*やること:* 以下のデータの行を、指示文も含めて一つ残らず書き直してください。その際、回答に出てくる座標はxとyの値をすべて121ずつずらし、画像は書き写さずに省いてください。

*利用できるデータ:*
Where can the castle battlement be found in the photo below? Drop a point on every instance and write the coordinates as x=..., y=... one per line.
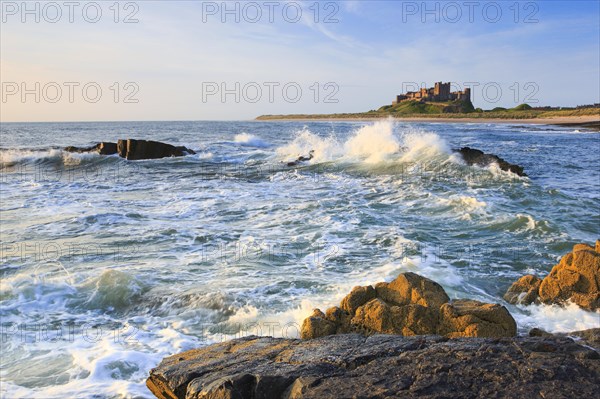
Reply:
x=439, y=93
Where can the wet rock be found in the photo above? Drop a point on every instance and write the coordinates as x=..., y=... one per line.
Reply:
x=576, y=278
x=380, y=366
x=103, y=148
x=524, y=291
x=301, y=159
x=473, y=156
x=409, y=305
x=146, y=149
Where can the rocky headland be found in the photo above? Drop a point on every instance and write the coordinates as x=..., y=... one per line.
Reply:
x=132, y=149
x=406, y=339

*結果:*
Where can the castle battlement be found in the photo below? Drop a point on every instance and write the coordinates as x=..., y=... one per line.
Reply:
x=560, y=214
Where can the wet rock be found in the photo above? Drop a point on every instance and write the coordinates as x=..., y=... one per line.
Reply:
x=697, y=399
x=501, y=487
x=224, y=269
x=645, y=412
x=422, y=280
x=594, y=277
x=530, y=426
x=267, y=270
Where can the rocky headland be found in the photo above? Drop a point on every instance and write the coordinates as x=..., y=... one per line.
Reply:
x=253, y=270
x=527, y=460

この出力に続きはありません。